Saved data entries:
■ ■ ■ ■ ■ ■ ■
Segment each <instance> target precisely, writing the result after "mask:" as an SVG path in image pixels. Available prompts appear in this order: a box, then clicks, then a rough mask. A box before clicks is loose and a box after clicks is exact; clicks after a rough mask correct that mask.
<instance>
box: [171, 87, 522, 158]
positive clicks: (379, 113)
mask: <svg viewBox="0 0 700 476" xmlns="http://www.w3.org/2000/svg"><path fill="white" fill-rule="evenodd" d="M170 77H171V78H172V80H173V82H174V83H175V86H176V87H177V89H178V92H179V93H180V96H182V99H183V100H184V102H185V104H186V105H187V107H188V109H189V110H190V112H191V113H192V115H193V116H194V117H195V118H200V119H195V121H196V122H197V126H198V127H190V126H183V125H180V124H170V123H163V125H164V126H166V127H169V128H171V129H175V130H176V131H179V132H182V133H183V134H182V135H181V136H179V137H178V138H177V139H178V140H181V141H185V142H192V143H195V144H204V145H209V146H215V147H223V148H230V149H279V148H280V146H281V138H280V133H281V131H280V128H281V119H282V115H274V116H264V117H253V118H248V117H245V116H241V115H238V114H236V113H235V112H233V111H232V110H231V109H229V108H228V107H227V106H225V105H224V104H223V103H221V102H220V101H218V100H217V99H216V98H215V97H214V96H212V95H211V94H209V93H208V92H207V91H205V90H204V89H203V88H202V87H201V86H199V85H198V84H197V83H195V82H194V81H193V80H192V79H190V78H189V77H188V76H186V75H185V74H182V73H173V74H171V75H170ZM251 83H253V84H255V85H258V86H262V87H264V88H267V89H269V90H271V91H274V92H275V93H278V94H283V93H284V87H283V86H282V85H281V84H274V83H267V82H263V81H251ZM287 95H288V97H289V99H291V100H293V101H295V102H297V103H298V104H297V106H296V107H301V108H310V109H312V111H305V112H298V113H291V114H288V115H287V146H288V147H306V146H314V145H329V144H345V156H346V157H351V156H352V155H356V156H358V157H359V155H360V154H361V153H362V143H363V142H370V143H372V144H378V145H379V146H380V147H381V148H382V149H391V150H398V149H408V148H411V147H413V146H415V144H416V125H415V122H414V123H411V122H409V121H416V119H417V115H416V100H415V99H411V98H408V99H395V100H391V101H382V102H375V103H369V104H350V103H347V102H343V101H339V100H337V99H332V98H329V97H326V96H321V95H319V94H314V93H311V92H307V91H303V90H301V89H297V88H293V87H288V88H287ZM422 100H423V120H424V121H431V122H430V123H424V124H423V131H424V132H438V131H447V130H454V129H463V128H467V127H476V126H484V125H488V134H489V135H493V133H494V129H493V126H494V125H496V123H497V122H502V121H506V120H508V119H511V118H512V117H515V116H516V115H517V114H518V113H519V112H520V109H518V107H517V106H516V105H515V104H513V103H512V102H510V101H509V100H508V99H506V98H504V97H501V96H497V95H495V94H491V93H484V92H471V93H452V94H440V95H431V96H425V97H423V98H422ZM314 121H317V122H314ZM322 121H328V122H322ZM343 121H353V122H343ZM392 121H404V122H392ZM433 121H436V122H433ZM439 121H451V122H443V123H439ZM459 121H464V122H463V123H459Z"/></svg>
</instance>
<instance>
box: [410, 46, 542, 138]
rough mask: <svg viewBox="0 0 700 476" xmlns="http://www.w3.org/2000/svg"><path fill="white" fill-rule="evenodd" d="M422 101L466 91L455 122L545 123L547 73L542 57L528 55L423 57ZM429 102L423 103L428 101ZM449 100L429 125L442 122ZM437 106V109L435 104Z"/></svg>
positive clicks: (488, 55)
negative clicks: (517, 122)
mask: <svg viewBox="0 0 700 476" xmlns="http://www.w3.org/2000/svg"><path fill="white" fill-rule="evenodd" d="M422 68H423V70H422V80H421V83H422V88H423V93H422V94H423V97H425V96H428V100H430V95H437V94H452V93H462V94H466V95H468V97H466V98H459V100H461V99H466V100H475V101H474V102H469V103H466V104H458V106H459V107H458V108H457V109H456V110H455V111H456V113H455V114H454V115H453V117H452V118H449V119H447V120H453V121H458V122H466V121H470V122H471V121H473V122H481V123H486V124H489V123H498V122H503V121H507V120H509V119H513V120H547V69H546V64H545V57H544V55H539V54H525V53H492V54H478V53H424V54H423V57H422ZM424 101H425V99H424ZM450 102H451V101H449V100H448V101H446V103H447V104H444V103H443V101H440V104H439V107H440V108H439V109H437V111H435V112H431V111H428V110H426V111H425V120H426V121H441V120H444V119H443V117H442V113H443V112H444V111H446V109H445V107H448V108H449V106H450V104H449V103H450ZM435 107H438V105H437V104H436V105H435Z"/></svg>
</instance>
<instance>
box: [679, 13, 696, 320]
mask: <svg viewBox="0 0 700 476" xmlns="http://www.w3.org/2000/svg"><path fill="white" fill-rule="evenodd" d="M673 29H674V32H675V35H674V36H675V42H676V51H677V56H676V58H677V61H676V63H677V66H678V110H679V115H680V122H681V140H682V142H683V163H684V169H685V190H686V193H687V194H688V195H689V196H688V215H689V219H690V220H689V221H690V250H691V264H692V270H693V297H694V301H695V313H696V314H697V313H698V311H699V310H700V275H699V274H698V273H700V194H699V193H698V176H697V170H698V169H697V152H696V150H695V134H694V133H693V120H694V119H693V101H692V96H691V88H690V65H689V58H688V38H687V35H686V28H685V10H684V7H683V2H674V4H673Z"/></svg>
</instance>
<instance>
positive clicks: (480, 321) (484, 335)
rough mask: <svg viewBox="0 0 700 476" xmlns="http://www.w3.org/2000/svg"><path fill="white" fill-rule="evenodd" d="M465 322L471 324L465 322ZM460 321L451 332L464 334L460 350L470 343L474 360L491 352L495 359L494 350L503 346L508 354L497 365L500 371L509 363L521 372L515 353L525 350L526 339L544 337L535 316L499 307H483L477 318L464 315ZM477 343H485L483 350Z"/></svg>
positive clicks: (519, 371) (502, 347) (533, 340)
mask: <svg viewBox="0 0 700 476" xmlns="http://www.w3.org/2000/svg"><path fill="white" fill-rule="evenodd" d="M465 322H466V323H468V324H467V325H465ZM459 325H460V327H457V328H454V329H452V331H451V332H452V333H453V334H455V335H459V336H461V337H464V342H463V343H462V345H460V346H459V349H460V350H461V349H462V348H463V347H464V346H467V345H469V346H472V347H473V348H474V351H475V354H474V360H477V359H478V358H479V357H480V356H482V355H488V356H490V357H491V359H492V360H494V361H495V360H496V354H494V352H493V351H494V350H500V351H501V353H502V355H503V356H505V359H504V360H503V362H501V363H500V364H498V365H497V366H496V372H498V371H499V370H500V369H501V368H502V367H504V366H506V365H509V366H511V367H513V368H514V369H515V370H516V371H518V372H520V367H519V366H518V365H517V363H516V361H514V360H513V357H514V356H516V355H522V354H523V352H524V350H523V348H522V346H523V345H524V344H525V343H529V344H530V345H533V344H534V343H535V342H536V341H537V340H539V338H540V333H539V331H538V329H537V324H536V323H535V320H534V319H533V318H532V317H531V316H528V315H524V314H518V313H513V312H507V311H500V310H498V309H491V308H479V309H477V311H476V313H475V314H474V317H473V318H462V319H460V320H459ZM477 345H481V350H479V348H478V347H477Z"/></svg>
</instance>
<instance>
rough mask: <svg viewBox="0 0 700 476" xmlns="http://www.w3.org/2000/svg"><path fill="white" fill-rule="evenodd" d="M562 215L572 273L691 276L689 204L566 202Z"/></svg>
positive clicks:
■ ■ ■ ■ ■ ■ ■
TASK ITEM:
Transcribe, in full, each record that appears above.

ANSWER FOR THIS EXERCISE:
Segment each <instance> target precisely, writing the result after "mask:" as an SVG path in image pixels. Available prompts appear in this order: a box, then clicks, then a rough mask. A box before clicks is loose and a box after clicks is exact; clicks after a rough mask correct that mask.
<instance>
box: [171, 87, 522, 158]
positive clicks: (379, 113)
mask: <svg viewBox="0 0 700 476" xmlns="http://www.w3.org/2000/svg"><path fill="white" fill-rule="evenodd" d="M170 77H171V78H172V80H173V82H174V83H175V86H176V87H177V89H178V92H179V93H180V96H182V99H183V100H184V102H185V104H186V105H187V107H188V109H189V110H190V112H191V113H192V115H193V116H194V117H195V118H200V119H195V121H196V122H197V126H198V127H190V126H183V125H180V124H170V123H163V125H164V126H166V127H169V128H171V129H175V130H176V131H179V132H182V133H183V134H182V135H181V136H179V137H178V138H177V139H178V140H181V141H185V142H192V143H195V144H204V145H209V146H215V147H223V148H230V149H279V148H280V146H281V138H280V133H281V131H280V128H281V119H282V115H274V116H264V117H253V118H248V117H245V116H241V115H238V114H236V113H235V112H233V111H232V110H231V109H229V108H228V107H227V106H225V105H224V104H223V103H221V102H220V101H218V100H217V99H216V98H215V97H214V96H212V95H211V94H209V93H208V92H207V91H205V90H204V89H203V88H202V87H201V86H199V85H198V84H197V83H195V82H194V81H193V80H192V79H190V78H189V77H188V76H186V75H185V74H182V73H173V74H171V75H170ZM251 83H253V84H255V85H258V86H262V87H264V88H267V89H269V90H271V91H274V92H275V93H278V94H283V93H284V87H283V86H282V85H281V84H274V83H267V82H263V81H251ZM287 95H288V97H289V99H291V100H293V101H295V102H297V103H298V104H297V106H296V107H301V108H310V109H312V111H305V112H298V113H291V114H288V115H287V146H288V147H306V146H314V145H329V144H345V156H346V157H351V156H352V155H356V156H358V157H359V155H360V154H361V153H362V143H363V142H370V143H372V144H378V145H379V146H380V147H381V148H382V149H391V150H398V149H408V148H411V147H413V146H415V144H416V125H415V122H414V123H411V122H409V121H416V119H417V115H416V100H415V99H411V98H408V99H395V100H391V101H382V102H375V103H369V104H350V103H347V102H343V101H339V100H337V99H332V98H329V97H326V96H321V95H319V94H314V93H311V92H307V91H303V90H301V89H297V88H293V87H288V88H287ZM422 100H423V120H424V121H431V122H430V123H424V124H423V131H424V132H438V131H447V130H454V129H463V128H467V127H476V126H484V125H488V134H489V135H493V133H494V129H493V126H494V125H496V123H497V122H502V121H506V120H508V119H511V118H512V117H515V116H516V115H517V114H518V113H519V112H520V109H518V107H517V106H516V105H515V104H513V103H512V102H510V101H509V100H508V99H506V98H504V97H501V96H497V95H495V94H491V93H484V92H471V93H452V94H440V95H431V96H425V97H423V98H422ZM314 121H317V122H314ZM322 121H328V122H322ZM343 121H353V122H343ZM392 121H404V122H392ZM433 121H436V122H433ZM439 121H451V122H443V123H439ZM459 121H464V122H463V123H459Z"/></svg>
</instance>
<instance>
box: [410, 46, 542, 138]
rough mask: <svg viewBox="0 0 700 476" xmlns="http://www.w3.org/2000/svg"><path fill="white" fill-rule="evenodd" d="M422 101L466 91L455 122L545 123L547 73L542 57L528 55L423 57ZM429 102L423 103L428 101ZM449 100L429 125L442 122ZM437 106V109L435 104Z"/></svg>
positive clicks: (488, 55)
negative clicks: (517, 122)
mask: <svg viewBox="0 0 700 476" xmlns="http://www.w3.org/2000/svg"><path fill="white" fill-rule="evenodd" d="M422 68H423V70H422V80H421V83H422V88H423V93H422V94H423V97H425V96H428V100H430V95H437V94H452V93H462V94H466V95H468V97H466V98H459V100H461V99H466V100H475V101H474V102H469V103H466V104H458V106H459V107H458V108H457V109H456V110H455V111H456V113H455V114H454V115H453V117H452V118H449V119H447V120H453V121H458V122H466V121H470V122H471V121H473V122H481V123H486V124H489V123H498V122H503V121H507V120H509V119H513V120H547V69H546V64H545V57H544V55H539V54H525V53H492V54H478V53H424V54H423V57H422ZM424 101H425V99H424ZM450 102H451V101H449V100H448V101H446V103H447V104H444V103H443V101H440V104H439V107H440V108H439V109H437V111H435V112H431V111H428V110H426V111H425V120H426V121H441V120H444V119H443V117H442V113H443V112H444V111H446V109H445V107H448V108H449V106H450V104H449V103H450ZM435 107H438V105H437V104H436V105H435Z"/></svg>
</instance>
<instance>
box: [679, 13, 696, 320]
mask: <svg viewBox="0 0 700 476" xmlns="http://www.w3.org/2000/svg"><path fill="white" fill-rule="evenodd" d="M673 29H674V32H675V35H674V36H675V42H676V51H677V56H676V58H677V61H676V63H677V66H678V110H679V115H680V122H681V140H682V142H683V163H684V169H685V190H686V193H687V194H688V195H689V196H688V215H689V219H690V220H689V221H690V250H691V264H692V270H693V297H694V301H695V313H696V314H697V313H698V311H699V310H700V275H699V274H698V273H700V194H699V193H698V176H697V170H698V169H697V152H696V150H695V134H694V133H693V120H694V119H693V101H692V96H691V88H690V65H689V58H688V38H687V35H686V28H685V10H684V7H683V2H674V4H673Z"/></svg>
</instance>
<instance>
positive clicks: (480, 321) (484, 335)
rough mask: <svg viewBox="0 0 700 476" xmlns="http://www.w3.org/2000/svg"><path fill="white" fill-rule="evenodd" d="M465 322L471 324L465 322ZM460 321L451 332L464 334L460 350L470 343L474 360L491 352L495 359L494 350L503 346L508 354L497 365L500 371L509 363L521 372L515 353L525 350L526 339L544 337L535 316L499 307H483L477 318L464 315ZM477 343H485L483 350Z"/></svg>
positive clicks: (519, 371) (502, 347) (533, 340)
mask: <svg viewBox="0 0 700 476" xmlns="http://www.w3.org/2000/svg"><path fill="white" fill-rule="evenodd" d="M465 322H466V323H468V324H467V325H465ZM459 325H460V327H457V328H454V329H452V331H451V332H452V333H453V334H455V335H459V336H461V337H464V342H463V343H462V345H460V346H459V349H460V350H461V349H462V348H463V347H464V346H467V345H469V346H472V347H473V348H474V351H475V354H474V360H477V359H478V358H479V357H480V356H482V355H488V356H490V357H491V359H492V360H494V361H495V360H496V354H494V352H493V351H494V350H500V351H501V353H502V355H503V356H505V359H504V360H503V362H501V363H500V364H498V365H497V366H496V372H498V371H499V370H500V369H501V368H502V367H504V366H506V365H509V366H511V367H513V368H514V369H515V370H516V371H518V372H520V367H519V366H518V365H517V363H516V361H514V360H513V357H514V356H516V355H522V354H523V352H524V350H523V348H522V346H523V345H524V344H525V343H529V344H530V345H533V344H534V343H535V342H536V341H537V340H539V338H540V333H539V331H538V329H537V324H536V323H535V320H534V319H533V318H532V317H531V316H528V315H524V314H518V313H513V312H507V311H500V310H498V309H491V308H479V309H477V311H476V313H475V314H474V317H473V318H462V319H460V320H459ZM477 345H481V350H479V348H478V347H477Z"/></svg>
</instance>
<instance>
rough mask: <svg viewBox="0 0 700 476" xmlns="http://www.w3.org/2000/svg"><path fill="white" fill-rule="evenodd" d="M562 215L572 273L691 276L689 204L566 202Z"/></svg>
positive clicks:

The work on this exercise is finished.